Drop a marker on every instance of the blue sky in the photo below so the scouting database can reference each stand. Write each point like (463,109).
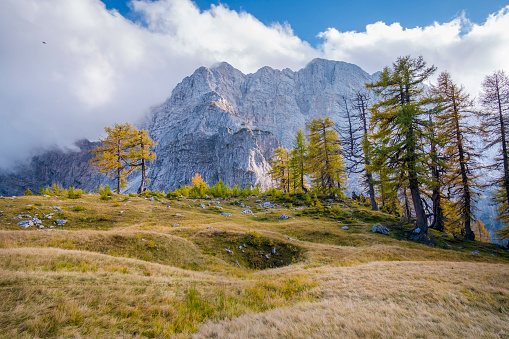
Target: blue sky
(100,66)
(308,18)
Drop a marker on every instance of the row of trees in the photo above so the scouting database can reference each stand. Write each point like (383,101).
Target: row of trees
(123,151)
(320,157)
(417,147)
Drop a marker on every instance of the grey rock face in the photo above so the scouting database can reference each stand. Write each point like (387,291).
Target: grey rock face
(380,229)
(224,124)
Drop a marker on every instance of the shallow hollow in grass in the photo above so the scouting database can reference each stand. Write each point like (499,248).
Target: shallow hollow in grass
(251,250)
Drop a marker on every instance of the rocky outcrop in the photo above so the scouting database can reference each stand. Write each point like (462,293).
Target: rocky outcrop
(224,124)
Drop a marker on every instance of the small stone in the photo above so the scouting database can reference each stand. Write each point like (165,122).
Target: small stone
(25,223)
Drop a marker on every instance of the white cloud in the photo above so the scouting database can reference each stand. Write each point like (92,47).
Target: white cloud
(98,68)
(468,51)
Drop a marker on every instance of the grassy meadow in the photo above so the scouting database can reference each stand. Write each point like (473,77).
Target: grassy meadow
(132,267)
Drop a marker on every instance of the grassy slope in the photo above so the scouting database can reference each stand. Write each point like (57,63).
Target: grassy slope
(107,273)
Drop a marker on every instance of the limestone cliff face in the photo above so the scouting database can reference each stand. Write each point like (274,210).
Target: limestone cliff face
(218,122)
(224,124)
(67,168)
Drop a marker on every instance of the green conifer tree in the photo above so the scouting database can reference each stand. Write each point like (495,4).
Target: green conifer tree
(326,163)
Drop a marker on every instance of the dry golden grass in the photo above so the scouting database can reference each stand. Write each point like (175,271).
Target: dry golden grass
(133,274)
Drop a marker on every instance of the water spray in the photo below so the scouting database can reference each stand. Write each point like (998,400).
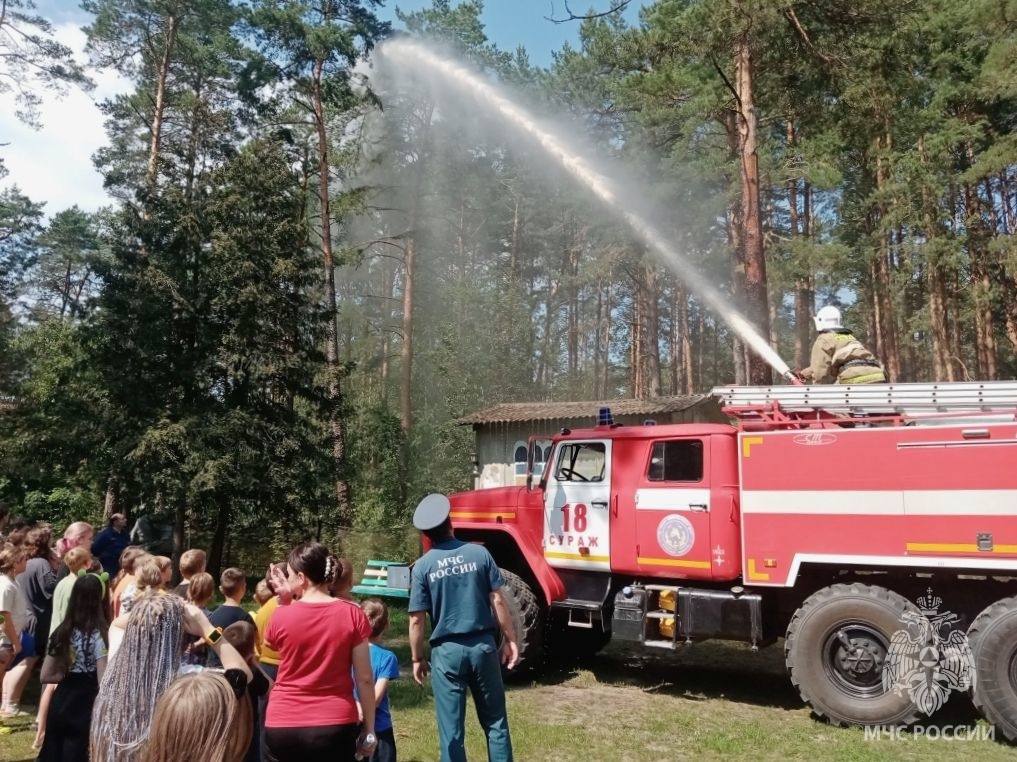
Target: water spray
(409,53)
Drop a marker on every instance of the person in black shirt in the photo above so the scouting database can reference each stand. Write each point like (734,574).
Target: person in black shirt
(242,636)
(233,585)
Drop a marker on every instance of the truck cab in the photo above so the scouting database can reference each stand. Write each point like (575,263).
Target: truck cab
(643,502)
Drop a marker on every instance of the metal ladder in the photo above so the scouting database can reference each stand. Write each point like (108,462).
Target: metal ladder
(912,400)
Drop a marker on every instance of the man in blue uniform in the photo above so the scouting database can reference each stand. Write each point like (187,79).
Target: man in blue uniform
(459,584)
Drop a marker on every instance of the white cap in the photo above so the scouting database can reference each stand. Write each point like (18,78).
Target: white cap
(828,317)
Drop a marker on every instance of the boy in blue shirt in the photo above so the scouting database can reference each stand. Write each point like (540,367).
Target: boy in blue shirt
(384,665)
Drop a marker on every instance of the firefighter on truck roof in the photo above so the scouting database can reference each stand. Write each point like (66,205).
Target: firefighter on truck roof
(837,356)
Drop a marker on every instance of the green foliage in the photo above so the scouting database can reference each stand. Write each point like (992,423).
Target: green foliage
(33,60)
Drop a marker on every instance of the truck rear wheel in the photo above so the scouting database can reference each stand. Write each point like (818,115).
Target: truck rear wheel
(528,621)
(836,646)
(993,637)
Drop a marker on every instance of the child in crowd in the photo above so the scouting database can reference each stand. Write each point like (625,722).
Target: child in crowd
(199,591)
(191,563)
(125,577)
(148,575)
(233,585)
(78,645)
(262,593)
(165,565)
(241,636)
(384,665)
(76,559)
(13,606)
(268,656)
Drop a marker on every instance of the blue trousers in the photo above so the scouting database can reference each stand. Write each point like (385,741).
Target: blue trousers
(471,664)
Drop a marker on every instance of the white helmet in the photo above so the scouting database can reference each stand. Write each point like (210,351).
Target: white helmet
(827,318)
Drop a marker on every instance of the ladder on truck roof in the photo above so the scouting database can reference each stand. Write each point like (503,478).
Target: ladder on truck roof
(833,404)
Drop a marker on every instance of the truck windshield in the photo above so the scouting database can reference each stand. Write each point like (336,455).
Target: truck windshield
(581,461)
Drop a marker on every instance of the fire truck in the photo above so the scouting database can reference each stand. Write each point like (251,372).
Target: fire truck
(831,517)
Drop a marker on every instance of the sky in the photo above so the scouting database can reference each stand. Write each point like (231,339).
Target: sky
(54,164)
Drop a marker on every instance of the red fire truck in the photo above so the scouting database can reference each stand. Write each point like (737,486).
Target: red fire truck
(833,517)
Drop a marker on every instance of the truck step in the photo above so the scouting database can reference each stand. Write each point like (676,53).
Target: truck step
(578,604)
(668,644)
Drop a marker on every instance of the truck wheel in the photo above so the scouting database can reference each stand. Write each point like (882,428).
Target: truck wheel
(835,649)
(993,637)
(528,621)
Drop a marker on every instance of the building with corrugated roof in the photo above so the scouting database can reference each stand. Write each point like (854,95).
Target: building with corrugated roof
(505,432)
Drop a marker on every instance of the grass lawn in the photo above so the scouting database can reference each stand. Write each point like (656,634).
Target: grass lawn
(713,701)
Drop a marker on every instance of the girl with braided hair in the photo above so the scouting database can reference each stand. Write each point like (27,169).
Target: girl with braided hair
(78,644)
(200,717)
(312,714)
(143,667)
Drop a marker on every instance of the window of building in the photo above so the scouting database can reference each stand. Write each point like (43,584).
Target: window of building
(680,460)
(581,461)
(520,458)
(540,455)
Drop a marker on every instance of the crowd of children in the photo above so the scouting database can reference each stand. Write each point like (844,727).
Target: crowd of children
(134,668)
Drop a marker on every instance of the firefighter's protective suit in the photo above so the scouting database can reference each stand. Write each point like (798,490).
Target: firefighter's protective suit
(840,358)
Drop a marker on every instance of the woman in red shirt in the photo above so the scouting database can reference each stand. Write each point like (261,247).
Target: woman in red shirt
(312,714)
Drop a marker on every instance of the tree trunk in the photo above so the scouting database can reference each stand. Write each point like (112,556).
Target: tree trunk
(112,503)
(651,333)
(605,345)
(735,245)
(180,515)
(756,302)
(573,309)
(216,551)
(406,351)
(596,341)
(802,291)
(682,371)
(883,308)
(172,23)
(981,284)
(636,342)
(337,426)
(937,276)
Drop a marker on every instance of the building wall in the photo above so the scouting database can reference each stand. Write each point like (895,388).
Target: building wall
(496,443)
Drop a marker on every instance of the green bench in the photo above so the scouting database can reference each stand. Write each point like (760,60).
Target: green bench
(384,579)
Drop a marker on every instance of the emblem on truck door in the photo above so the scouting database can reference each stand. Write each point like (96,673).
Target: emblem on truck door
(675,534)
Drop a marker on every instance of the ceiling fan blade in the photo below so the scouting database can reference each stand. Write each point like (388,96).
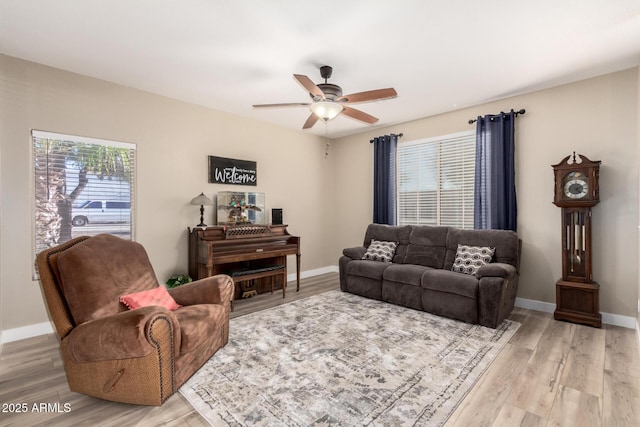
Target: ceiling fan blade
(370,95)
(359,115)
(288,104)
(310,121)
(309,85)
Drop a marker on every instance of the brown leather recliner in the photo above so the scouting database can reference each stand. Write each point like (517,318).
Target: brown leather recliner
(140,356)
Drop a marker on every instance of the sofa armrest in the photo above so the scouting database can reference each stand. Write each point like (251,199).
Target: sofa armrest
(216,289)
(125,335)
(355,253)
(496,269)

- [WHAT IS BEING ASKED]: Copy the entries exactly. Leave out the images.

- [RESULT BELOW]:
Drop a marker on every instance of the blue sky in the photo below so the scouting database can reference each stand. Write each point like (463,109).
Target: blue sky
(100,66)
(308,18)
Drop a marker on every instance of the row of trees in the photo above so the scouting database can reference each stand. Write each point like (383,101).
Target: row of trees
(123,151)
(320,157)
(417,147)
Drop a marker on every instance of the grey rock face in the photo above so the scouting database can reference each stand. Write each point like (387,291).
Target: grey rock face
(380,229)
(224,124)
Drop a marker on every instance of the shallow hollow in grass in the photo above so the scouting database can reference each stand. Write each point like (499,248).
Target: shallow hollow in grass
(251,250)
Drop a marker on every instance of the rocky outcrop in the photo above so the scouting database can reference each stand. Write each point like (462,293).
Target: rocky outcrop
(224,124)
Drop a marker on every instance of the small stone in the photo above so the scouting database can reference each stand. Write each point like (165,122).
Target: small stone
(25,223)
Drop a marker on every instance of the white cloud in the photo above so the scouting database can reference each stand. Write each point like (92,47).
Target: white cloud
(98,68)
(468,51)
Drop a marker on every instance of the grassy meadow in the photo above so the scouting database can reference each stand. Write each point like (473,77).
Target: grassy meadow
(132,267)
Drop a marker on every instance of the grassy slope in the photo above so the scouting database can reference each stand. Write each point like (57,63).
Target: grassy slope
(107,273)
Drop a marker on every instance of the limestone cliff face in the photo above so the scouting database can reference each stand. Write each point like (274,210).
Target: limestone cliff face
(218,122)
(224,124)
(67,168)
Drop a marker on every instance of the green conifer tree in the photo above so the scouting database can reference each stand. Write each point like (495,4).
Target: green conifer tree
(326,163)
Drop a marker on every instance of the dry golden grass in the photo above so the scouting database can reference each stand. Write each point like (175,271).
Target: dry golden grass
(133,274)
Drop a marker on every instance of the water spray in the photo below so the scouting database can reference each stand. Write each point like (998,400).
Target: water spray
(409,53)
Drop a marker on every instance of the person in black shirt in the photo above so the scouting database can reference each stand. Write each point like (734,574).
Target: person in black shirt
(242,636)
(233,585)
Drop a marker on every instance of the truck cab in the photo above so the scouting database can reference each stand. Write each point like (575,263).
Target: truck cab
(643,502)
Drop a marker on every instance of the metal ladder in the photo above so the scouting database can reference each stand. Write each point like (108,462).
Target: metal ladder
(912,400)
Drop a marker on every instance of the man in blue uniform in the photo above so the scouting database can reference each stand. Write each point like (187,79).
Target: man in blue uniform
(459,584)
Drop a marker on every instance of the white cap in the photo above so the scouting database can reference each stand. Write each point like (18,78).
Target: white cap
(828,317)
Drop a marker on every instance of the boy in blue shirt in the photo above so the scouting database can reference each stand. Write each point like (540,367).
Target: boy in blue shirt
(384,665)
Drop a marker on every instance of the firefighter on truck roof in the photo above so the scouting database can reference each stand. Write each point like (66,205).
Target: firefighter on truck roof
(837,356)
Drop a marker on every instance of the green foliage in the photo above so the scouting database can reference each stand. Write each point like (992,423).
Target: green foliage
(33,60)
Drop a marker on every instance of the truck rear wheel in the photo above so the scouting database can reference each stand. Write each point like (818,115).
Target: truck rear wheel
(528,621)
(836,646)
(993,637)
Drop a marker on every instance of the child in crowd in the photo above so the scouting database can reference each stand. Write each point like (625,722).
Target: child in crowd
(199,591)
(191,563)
(125,577)
(148,575)
(233,585)
(78,645)
(262,593)
(165,565)
(241,636)
(384,665)
(76,559)
(13,606)
(268,656)
Drop a marker on every instance of the blue trousers in the photo above so the scouting database can reference each stand. Write each point like (385,741).
Target: blue trousers
(471,664)
Drop a marker on every instance of the white helmet in the photo above so the scouting database can reference each stand. Write each point like (210,351).
Target: white helmet
(827,318)
Drop a marker on every instance of the ladder on truck roof in the photo above so the scouting database can reference each stand. Write each point like (503,478).
Target: ladder on truck roof
(833,404)
Drop a marker on every instance of the truck windshield in the photo above so the scouting database can reference each stand. Write each point like (336,455).
Target: truck windshield
(581,461)
Drop a marker on every instance of the fire truck in the photo above so the scouting database can reference each stand. Write each point like (251,372).
Target: fire truck
(831,517)
Drop a marker on every instance of the sky in the photo above so the scouting database can reference each stand. Write each point like (231,339).
Target: sky
(54,164)
Drop a marker on every instance of the red fire truck in the photo above so the scouting database can reference each stand. Write each point like (737,486).
Target: red fire truck
(833,517)
Drop a marker on every instance of the truck step in the photo above so the scouting database can reference each stand. Write each point like (676,53).
Target: truck step
(578,604)
(668,644)
Drop a marker on every instance of the truck wheel in the photo above so the scouting database can reference each stand. Write each point like (882,428).
Target: truck wheel
(835,649)
(993,637)
(528,621)
Drop a marker on every instance of the building with corrugated roof in the photo above so the scouting database can reference each stand. Write each point like (854,95).
Target: building with corrugated roof
(505,432)
Drop a marker on every instance of the grass lawn in the photo above so the scouting database can reference each stand. Write each point like (656,634).
Target: grass lawn
(713,701)
Drop a marker on every instance of the girl with braided hair in the photo above so the scouting database can reference each stand. Write each point like (27,169).
Target: girl with braided hair
(78,644)
(200,717)
(312,714)
(143,667)
Drop a marker on every instance of the window of building in the photo above so the scouting database can reference each stand. Write each point like (43,584).
Target: window of building
(680,460)
(581,461)
(520,458)
(540,455)
Drop a marker on every instance of the crowd of children in the photo above so the scouting database can reference each stand. Write each point like (844,727).
Target: crowd of children
(134,668)
Drop a marker on every instance of the firefighter's protective suit in the photo above so the scouting database can reference each stand. Write each point like (798,490).
Target: firefighter's protective suit
(840,358)
Drop a marker on every instance of the woman in red shirt in the photo above so the scouting database can reference each stand. Write each point like (261,247).
Target: woman in red shirt
(312,714)
Drop a marker on every instance of the tree trunk in the photo above so the scouting database can reference each stand. Write each point like (112,556).
Target: tree trunk
(112,503)
(651,333)
(605,345)
(735,245)
(180,515)
(756,302)
(573,309)
(216,551)
(406,351)
(596,341)
(802,291)
(682,371)
(883,308)
(172,23)
(981,284)
(636,342)
(337,426)
(937,276)
Drop a marker on every instance of the building wall in the photo above so the scouting database can reference each stand. Write each point like (895,388).
Target: building wall
(496,443)
Drop a marker on every instance of the green bench in the photo above so the scouting database can reference each stand. Write each point like (760,60).
Target: green bench
(384,579)
Drop a marker on every instance of the emblem on truck door in the photo above so the scouting database can reference each stand. Write each point like (96,673).
Target: emblem on truck door
(675,534)
Drop a marker on every instance of the ceiling fan blade in the photo below so the scouting database can reference each stand. Write each point like (388,96).
Target: ceiling fan blade
(370,95)
(359,115)
(288,104)
(310,121)
(309,85)
Drop a marker on every instance of the brown leather recliner in the photo above so the scouting database can reference each stand. Write each point like (517,318).
Target: brown leather recliner
(140,356)
Drop a marker on every instance of the sofa armrest in the photo above so the scouting database can reference each stand. Write each point like (251,199).
Target: sofa armrest
(216,289)
(125,335)
(355,253)
(496,269)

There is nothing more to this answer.